# Arctic Freezer 2 360 vs Alphacool Eisbär Aurora 360



## Dellwin (15. September 2021)

Hallo Leute,

ich schwanke zwischen diesen beiden AiOs und kann mich nicht entscheiden.

Den Arctic könnte ich für 60€ bekommen,die Alphacool AiO für 110€.

Für welches würdet ihr euch entscheiden? 

Unterschied ist ja das der Alphacool RGB hat,erweitert werden kann mit ner richtigen Wakü und nur aus Kupfer ist.

Macht das mit dem Kupfer echt einen Unterschied?


----------



## IICARUS (15. September 2021)

Dellwin schrieb:


> Macht das mit dem Kupfer echt einen Unterschied?


Auf Dauer schon, weil Alu und Kupfer miteinander reagiert und das Kupfer oxidieren wird. Die Kühlflüssigkeit zögert diesen Prozess nur raus und kann es nicht gänzlich verhindern. Die Alphacool ist daher langlebiger, da auch selbst gewartet und auch Teile ausgetauscht werden können. Zu dem Preis der Arctic kannst dir aber erneut eine neue kaufen, wenn sie Jahre später nicht mehr ausreichend kühlt. Mit der Zeit wird auch Kühlflüssigkeit verdunsten, was bei der Alphacool auch leicht nachgefüllt werden kann.

Mir ist nicht bekannt, wie leise die Pumpe der Arctic ausfallen wird. 
Bei der neuen Alphacool wo auch die Lüfter RGBs haben, ist die Pumpe selbst mit voller Drehzahl nicht rauszuhören und ist daher sehr leise.


----------



## Atma (15. September 2021)

◆ Einträge mit Koordinatenannotationen

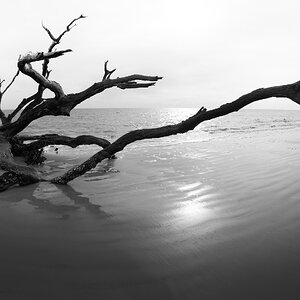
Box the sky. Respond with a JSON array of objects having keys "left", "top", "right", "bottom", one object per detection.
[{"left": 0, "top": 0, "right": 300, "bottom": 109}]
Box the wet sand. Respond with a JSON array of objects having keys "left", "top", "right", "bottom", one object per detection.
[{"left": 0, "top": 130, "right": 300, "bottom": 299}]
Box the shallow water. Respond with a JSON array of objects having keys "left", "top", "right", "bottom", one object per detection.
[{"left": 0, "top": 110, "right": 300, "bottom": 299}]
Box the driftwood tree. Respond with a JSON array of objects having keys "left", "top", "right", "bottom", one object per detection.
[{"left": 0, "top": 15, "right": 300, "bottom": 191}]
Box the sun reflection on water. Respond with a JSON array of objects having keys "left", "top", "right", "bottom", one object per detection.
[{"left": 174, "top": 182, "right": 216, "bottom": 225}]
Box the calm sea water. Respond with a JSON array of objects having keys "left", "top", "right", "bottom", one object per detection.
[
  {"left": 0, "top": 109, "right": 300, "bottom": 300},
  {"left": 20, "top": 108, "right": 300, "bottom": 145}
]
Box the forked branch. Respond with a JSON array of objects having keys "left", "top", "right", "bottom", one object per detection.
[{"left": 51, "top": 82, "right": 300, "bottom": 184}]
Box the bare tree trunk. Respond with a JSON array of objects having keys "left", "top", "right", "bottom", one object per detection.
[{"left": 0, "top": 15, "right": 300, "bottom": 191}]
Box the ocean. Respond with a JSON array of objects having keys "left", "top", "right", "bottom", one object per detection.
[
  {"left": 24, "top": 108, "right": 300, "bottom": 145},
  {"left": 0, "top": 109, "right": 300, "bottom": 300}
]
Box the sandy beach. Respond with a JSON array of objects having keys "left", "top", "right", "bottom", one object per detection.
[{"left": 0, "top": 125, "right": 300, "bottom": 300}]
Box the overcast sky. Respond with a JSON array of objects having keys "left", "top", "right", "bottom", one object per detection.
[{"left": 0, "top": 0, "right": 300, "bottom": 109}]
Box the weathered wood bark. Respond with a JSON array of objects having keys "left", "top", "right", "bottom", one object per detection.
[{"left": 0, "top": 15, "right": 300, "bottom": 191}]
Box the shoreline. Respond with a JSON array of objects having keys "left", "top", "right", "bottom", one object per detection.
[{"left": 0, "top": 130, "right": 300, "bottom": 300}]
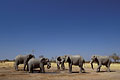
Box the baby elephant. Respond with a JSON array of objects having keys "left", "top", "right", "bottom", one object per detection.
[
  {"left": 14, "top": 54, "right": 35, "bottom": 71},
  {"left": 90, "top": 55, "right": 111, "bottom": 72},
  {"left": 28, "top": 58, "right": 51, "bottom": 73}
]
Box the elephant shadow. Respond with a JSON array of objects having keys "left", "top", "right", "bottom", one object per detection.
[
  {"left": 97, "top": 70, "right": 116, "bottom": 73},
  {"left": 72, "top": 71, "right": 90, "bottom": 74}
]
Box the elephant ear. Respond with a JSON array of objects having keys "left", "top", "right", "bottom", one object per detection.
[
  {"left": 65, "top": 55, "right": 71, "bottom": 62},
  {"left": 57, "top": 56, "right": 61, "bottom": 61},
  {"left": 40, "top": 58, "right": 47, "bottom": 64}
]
...
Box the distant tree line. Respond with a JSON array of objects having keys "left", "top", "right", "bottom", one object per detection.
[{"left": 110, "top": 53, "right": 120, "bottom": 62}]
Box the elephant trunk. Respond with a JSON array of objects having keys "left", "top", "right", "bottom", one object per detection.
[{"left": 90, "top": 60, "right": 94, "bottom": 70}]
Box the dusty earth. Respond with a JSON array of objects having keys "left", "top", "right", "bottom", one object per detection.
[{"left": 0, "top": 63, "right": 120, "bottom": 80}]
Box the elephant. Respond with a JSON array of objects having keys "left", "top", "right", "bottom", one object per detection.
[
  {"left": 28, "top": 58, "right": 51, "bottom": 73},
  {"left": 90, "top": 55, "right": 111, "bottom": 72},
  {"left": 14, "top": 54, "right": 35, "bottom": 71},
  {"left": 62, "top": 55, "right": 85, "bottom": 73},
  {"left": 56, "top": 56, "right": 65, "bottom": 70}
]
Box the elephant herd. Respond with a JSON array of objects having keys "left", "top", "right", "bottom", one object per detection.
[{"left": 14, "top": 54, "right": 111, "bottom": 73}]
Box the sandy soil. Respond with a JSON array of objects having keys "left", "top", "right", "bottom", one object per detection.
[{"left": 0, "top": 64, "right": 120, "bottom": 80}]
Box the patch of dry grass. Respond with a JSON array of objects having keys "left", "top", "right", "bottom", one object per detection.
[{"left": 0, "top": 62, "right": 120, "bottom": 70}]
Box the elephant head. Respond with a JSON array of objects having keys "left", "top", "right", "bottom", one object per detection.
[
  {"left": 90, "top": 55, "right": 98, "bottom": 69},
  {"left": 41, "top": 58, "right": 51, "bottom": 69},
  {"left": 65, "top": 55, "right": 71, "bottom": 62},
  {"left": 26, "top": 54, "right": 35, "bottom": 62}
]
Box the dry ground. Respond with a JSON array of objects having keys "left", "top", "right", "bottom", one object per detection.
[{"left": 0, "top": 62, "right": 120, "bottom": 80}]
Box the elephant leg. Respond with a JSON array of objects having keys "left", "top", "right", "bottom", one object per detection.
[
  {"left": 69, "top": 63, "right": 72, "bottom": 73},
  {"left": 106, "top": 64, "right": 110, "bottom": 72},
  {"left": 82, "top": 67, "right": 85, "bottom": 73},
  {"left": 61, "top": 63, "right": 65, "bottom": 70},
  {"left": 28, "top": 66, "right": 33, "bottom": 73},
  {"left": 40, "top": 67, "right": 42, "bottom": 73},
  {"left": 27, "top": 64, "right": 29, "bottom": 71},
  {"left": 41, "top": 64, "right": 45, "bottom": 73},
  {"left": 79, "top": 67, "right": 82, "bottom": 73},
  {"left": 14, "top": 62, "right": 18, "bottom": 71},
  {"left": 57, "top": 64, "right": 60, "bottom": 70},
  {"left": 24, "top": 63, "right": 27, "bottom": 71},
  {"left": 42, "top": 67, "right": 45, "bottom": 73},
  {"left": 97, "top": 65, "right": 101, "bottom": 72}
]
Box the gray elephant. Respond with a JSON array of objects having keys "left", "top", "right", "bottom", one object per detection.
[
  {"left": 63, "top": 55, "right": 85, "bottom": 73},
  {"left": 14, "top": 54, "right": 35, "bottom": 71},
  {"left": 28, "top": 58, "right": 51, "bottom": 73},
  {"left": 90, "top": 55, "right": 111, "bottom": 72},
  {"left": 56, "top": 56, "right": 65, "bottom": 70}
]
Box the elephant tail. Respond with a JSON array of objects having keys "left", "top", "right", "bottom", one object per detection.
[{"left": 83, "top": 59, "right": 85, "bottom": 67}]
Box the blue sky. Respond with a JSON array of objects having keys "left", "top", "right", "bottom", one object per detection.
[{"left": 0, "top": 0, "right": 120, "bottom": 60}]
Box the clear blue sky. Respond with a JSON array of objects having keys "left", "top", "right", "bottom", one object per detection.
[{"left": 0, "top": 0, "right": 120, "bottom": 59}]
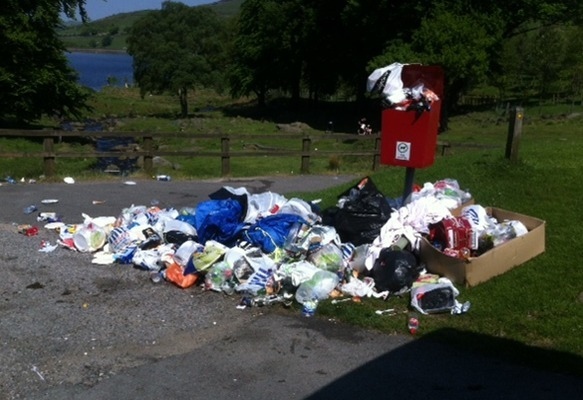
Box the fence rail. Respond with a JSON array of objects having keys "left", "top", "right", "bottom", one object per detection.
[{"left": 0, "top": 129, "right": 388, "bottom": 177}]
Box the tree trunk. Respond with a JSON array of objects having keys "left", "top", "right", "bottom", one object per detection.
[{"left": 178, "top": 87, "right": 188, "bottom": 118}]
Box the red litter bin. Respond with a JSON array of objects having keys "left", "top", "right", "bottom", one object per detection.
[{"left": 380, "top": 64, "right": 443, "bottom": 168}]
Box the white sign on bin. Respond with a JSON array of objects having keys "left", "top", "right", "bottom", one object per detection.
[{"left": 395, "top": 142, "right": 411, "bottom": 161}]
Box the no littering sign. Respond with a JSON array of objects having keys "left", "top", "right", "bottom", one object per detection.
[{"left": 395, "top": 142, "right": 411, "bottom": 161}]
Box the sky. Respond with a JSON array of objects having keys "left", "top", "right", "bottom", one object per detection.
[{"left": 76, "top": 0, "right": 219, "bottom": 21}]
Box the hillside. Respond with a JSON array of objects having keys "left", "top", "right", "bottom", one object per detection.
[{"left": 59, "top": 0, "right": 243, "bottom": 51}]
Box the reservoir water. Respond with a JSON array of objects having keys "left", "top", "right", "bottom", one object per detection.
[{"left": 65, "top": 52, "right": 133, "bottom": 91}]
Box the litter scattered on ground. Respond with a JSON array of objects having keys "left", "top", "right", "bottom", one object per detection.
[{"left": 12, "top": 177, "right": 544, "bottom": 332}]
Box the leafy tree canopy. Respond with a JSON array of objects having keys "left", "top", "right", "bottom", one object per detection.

◆ AUFGABEN
[a] Kopiere aus der Forumsdiskussion über die beiden Wasserkühlungen wortgetreu den Abschnitt, der mit den Worten „Mir ist nicht“ einsetzt und mit „Atma (15. September 2021)“ schließt.
[b] Nenne ausschließlich die Zahl der Zeilen in der Auflistung, die die Zeichenfolge „sign“ enthalten.
Die Forumsdiskussion und die Auflistung haben inhaltlich nichts miteinander zu tun.

◆ ANTWORTEN DER REIHE
[a]
Mir ist nicht bekannt, wie leise die Pumpe der Arctic ausfallen wird. 
Bei der neuen Alphacool wo auch die Lüfter RGBs haben, ist die Pumpe selbst mit voller Drehzahl nicht rauszuhören und ist daher sehr leise.


----------



## Atma (15. September 2021)

[b] 2